:: Data listing ::

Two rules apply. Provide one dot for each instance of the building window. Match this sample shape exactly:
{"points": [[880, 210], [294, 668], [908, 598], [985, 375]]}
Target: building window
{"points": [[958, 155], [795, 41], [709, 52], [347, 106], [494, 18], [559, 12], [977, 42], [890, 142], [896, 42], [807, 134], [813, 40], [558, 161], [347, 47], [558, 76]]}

:::
:: Data listing ::

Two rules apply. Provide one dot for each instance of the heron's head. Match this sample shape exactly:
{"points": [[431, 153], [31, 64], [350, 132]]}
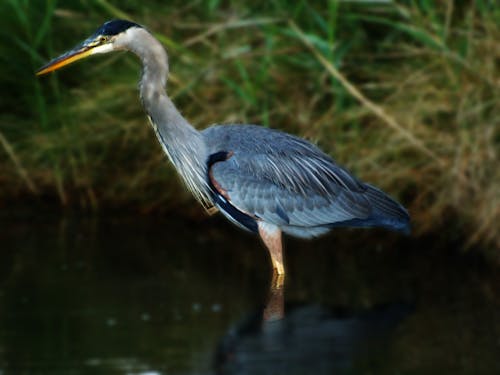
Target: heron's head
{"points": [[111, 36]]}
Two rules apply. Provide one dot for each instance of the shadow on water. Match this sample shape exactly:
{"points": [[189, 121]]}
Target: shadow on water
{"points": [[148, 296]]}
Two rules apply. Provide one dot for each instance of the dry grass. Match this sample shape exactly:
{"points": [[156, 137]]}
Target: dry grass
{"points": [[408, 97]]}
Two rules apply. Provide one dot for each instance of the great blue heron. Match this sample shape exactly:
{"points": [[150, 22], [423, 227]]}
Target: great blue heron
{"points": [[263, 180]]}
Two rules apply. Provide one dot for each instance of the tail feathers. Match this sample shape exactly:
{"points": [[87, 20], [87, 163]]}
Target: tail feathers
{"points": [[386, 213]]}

:::
:: Data listing ::

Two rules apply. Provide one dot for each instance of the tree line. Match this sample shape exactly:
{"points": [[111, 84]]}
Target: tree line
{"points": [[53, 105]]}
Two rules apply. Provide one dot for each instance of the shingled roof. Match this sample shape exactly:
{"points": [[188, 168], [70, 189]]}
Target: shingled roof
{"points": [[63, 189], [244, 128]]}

:::

What you are asked to do. Line count for "exactly": state how many lines of the records contain it, and give only the number.

Task result. 8